#### [Given problem]
Rewrite the items below with "Study" swapped for "Examine" and every other word left unchanged.

#### [Records provided]
******************************

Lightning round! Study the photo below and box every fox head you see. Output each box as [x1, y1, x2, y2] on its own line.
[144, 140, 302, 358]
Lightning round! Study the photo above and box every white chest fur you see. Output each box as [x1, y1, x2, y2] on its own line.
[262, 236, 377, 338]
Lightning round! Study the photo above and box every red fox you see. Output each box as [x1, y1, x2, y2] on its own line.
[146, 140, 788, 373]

******************************

#### [Solution]
Lightning round! Examine the photo below and box every fox head you see. Output each box as [x1, y1, x2, y2] on its own line.
[144, 140, 302, 358]
Lightning round! Examine the photo above and box every white chest fur you see. Output each box as [x1, y1, x2, y2] on its own line.
[262, 236, 377, 338]
Lightning round! Examine the photo above and box every red fox you see. Output each box as [x1, y1, x2, y2] on its own line.
[146, 140, 788, 373]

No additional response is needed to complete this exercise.